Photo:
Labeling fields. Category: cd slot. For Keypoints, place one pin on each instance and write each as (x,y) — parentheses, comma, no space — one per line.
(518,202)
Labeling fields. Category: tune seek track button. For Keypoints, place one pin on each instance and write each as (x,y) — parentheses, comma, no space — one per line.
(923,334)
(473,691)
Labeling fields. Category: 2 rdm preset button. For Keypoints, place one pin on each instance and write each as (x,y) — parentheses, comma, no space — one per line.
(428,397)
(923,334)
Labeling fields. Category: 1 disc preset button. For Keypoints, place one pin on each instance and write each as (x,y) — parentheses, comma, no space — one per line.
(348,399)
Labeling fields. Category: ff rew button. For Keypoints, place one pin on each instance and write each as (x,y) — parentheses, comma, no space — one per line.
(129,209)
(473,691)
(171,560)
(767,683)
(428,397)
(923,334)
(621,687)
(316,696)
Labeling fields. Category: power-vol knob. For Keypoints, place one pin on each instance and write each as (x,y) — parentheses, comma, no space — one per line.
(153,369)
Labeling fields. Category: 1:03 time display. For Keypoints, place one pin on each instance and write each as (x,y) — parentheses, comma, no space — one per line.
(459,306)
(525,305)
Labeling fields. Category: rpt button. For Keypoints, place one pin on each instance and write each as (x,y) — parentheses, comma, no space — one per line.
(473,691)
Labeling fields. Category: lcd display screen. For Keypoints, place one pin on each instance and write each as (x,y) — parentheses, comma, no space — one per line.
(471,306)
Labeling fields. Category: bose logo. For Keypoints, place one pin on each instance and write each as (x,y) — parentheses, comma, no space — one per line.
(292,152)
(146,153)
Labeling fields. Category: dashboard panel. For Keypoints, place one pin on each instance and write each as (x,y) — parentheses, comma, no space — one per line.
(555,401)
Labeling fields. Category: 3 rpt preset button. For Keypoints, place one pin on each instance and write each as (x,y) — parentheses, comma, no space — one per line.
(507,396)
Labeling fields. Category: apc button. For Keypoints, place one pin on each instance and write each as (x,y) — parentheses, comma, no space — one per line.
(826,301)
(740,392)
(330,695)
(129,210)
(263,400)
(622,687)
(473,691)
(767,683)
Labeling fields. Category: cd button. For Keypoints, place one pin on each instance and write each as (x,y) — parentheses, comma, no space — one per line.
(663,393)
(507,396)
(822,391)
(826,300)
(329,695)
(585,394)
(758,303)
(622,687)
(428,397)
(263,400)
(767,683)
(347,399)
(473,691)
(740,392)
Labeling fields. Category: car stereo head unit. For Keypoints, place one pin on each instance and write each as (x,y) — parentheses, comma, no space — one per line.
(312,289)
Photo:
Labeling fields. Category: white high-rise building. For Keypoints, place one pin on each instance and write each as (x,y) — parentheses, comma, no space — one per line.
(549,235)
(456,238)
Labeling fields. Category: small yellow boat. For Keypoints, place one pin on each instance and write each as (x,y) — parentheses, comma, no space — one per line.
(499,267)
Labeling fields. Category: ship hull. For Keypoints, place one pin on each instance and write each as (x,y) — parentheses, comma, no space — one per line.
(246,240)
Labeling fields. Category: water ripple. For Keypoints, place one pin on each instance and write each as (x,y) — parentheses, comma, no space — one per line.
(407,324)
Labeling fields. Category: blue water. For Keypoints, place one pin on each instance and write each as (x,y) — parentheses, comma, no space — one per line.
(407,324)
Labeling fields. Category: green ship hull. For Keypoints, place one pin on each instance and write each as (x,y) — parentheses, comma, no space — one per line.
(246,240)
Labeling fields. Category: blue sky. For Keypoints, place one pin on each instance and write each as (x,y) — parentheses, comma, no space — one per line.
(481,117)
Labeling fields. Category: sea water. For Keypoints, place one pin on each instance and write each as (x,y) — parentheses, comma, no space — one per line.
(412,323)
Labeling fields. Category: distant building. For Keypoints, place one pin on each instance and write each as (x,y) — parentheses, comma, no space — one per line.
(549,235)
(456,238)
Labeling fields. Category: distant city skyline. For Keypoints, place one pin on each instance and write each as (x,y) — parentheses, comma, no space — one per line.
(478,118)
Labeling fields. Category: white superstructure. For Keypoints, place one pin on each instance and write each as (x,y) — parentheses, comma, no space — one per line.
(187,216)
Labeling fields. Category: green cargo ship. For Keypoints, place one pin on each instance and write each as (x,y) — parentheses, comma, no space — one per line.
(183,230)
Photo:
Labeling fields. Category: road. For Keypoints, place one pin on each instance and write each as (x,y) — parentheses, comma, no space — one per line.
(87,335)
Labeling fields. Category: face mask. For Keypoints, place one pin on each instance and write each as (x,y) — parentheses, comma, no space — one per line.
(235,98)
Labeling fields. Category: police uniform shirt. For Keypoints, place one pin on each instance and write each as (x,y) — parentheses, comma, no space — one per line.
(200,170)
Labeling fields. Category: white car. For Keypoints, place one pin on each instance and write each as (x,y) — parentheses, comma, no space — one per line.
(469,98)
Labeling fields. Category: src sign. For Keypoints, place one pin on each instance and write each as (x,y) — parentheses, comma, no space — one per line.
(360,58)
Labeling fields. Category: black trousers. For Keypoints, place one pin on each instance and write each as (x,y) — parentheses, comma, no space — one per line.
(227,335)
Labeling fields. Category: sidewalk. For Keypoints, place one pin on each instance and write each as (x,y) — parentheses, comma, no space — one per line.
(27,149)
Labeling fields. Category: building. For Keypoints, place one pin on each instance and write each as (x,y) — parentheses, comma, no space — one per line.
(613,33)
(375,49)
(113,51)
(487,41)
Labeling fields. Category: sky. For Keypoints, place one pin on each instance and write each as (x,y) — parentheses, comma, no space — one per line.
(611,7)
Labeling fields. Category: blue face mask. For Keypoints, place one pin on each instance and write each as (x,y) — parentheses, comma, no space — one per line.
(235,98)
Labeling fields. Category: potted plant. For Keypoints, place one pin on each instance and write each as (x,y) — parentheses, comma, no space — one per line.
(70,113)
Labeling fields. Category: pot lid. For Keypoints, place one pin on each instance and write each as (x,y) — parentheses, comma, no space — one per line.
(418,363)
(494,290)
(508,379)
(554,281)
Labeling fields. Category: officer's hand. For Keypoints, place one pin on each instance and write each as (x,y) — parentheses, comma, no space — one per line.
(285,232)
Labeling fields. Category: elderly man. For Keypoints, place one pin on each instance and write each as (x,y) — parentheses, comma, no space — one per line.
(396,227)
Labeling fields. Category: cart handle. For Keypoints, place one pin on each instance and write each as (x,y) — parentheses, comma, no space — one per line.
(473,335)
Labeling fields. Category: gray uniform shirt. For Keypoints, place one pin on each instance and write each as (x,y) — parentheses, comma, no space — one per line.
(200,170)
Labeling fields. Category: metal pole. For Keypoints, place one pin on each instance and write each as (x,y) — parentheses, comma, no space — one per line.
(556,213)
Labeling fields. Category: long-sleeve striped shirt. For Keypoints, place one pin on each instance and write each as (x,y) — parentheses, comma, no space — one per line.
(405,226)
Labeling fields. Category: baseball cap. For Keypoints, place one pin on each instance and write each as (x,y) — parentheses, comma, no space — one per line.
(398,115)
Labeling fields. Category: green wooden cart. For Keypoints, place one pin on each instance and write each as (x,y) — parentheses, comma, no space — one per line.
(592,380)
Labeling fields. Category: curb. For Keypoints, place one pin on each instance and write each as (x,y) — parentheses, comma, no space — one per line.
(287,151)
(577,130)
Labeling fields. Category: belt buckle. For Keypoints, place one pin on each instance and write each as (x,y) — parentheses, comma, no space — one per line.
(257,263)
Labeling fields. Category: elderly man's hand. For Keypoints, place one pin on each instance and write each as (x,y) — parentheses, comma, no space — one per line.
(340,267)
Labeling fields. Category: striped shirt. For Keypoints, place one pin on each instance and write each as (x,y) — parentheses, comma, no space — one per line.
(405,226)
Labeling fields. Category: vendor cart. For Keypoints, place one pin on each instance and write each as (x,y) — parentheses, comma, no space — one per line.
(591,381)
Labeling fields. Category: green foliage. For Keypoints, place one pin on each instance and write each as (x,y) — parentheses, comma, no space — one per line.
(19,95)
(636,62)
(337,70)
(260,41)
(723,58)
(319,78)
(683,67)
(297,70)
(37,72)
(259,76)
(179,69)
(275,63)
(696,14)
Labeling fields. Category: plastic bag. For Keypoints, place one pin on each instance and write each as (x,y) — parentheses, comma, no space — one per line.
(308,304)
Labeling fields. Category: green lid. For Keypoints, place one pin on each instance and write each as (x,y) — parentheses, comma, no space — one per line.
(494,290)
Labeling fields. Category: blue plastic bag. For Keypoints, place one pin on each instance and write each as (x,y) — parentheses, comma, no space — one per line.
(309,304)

● **Exercise**:
The required output is the exact sequence of lines from the one containing "Labeling fields. Category: belt" through the end of the listing, both endpoints included.

● **Exercise response**:
Labeling fields. Category: belt buckle. For Keypoints, place one pin on each instance and write each as (x,y) — parentheses, comma, no space — one per line.
(257,263)
Labeling fields. Category: elderly man's hand. For Keypoints, place one pin on each instance and write each as (x,y) — parentheses, comma, no space — one per line.
(340,267)
Labeling fields. Category: striped shirt. For Keypoints, place one pin on each instance and write each as (x,y) — parentheses, comma, no space — one per line.
(405,226)
Labeling fields. Category: vendor cart. For Keypoints, place one pin on each instance and write each as (x,y) — parentheses, comma, no space — one per line.
(591,381)
Labeling fields. Category: green foliage. For Keypoints, place one pin on each instance and write each as (x,y) — parentheses, comma, no space — one per line.
(19,95)
(636,62)
(337,70)
(260,41)
(723,58)
(319,78)
(683,67)
(297,70)
(37,72)
(259,76)
(179,69)
(275,63)
(696,14)
Labeling fields. Category: plastic bag. For Keypoints, place one pin on each instance and write each as (x,y) — parentheses, comma, no space — one per line.
(308,304)
Labeling fields. Category: green lid. For Keypoints, place one pin on each instance and write each as (x,y) — parentheses, comma, no space — one per line.
(494,290)
Labeling fields. Category: blue plastic bag. For Keypoints, place one pin on each instance and write each as (x,y) — parentheses, comma, no space — one per line.
(309,304)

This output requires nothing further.